- AIM OF THE EXERCISE
Write out every line of the records below, keeping each one unchanged.

(Recorded data)
------------------------------------------------
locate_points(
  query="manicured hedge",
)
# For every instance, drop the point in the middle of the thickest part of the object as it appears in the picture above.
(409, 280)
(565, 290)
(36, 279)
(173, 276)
------------------------------------------------
- WRITTEN RESPONSE
locate_points(
  query="manicured hedge",
)
# For every instance, drop the point in the middle of the thickest part of the object as it appears in the picture above.
(409, 280)
(565, 290)
(36, 279)
(173, 276)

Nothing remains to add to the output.